Source text:

[Mono-list] JVM performance: JVM as a basis for CLR

Fergus Henderson fjh@cs.mu.oz.au
Wed, 25 Jul 2001 17:26:51 +1000


On 22-Jul-2001, Jay Freeman saurik" <saurik@saurik.com> wrote:
> 
> The standard basis of the argument for the CLR's fundmental speed
> improvements over Java is... well, now isn't that interesting.  There isn't
> one; at least one that I know of (so if anyone knows one, speak up).

There are several reasons that I can think of as to why it should be possible
to make the CLR faster than the JVM:

	- support for tail calls
	- less heap allocation, due to
		- value types
		- function pointer types (rather than heap-allocated closures)
		- byref arguments (rather than returning multiple values
		  in heap-allocated objects or arrays)
	- support for unverifiable code (which can avoid the need for some
		runtime checks)

> To me
> a lack of argument is a pretty good indication of something being seriously
> wrong with the assumption.  Some might claim that "tail." is an important
> feature for speed of functional languages, but that isn't an advantage in
> the slightest.

You're wrong.

Some functional languages, e.g. ML, need a *guarantee* that the
implementation will use constant stack space for tail-recursive calls.

Data:
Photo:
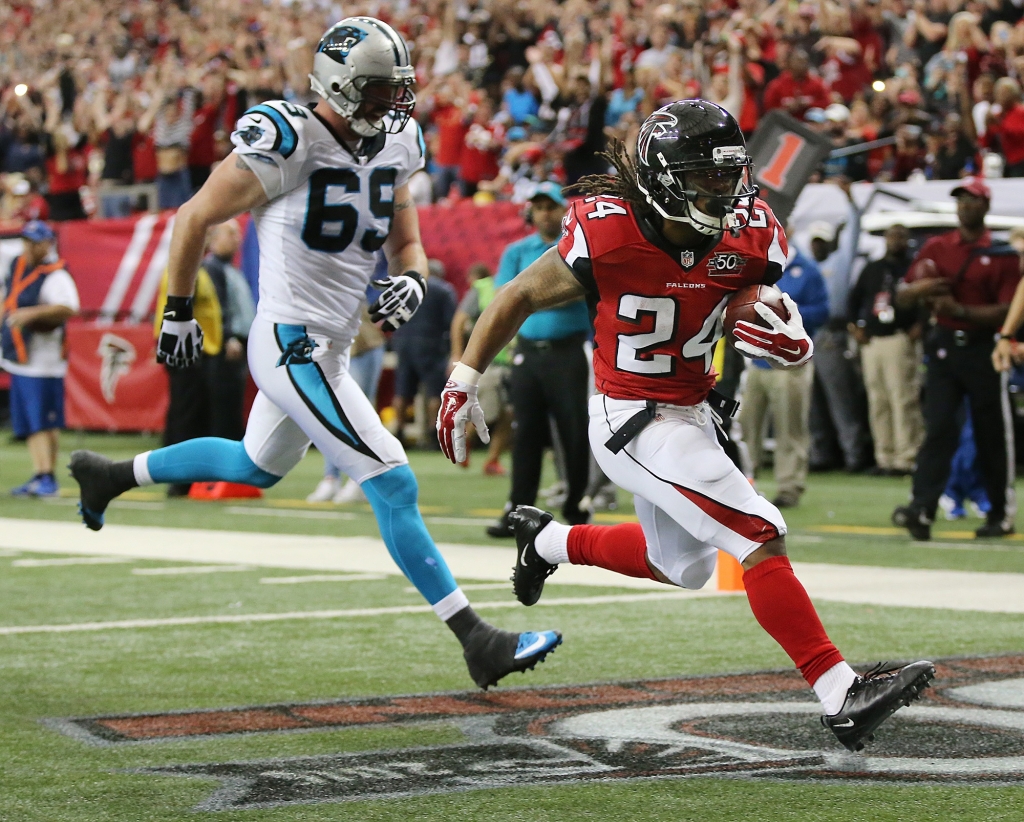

Task description:
Copy the portion of the post on JVM and CLR performance between "- support for tail" and "objects or arrays)", inclusive, word for word.

Answer to this problem:
- support for tail calls
	- less heap allocation, due to
		- value types
		- function pointer types (rather than heap-allocated closures)
		- byref arguments (rather than returning multiple values
		  in heap-allocated objects or arrays)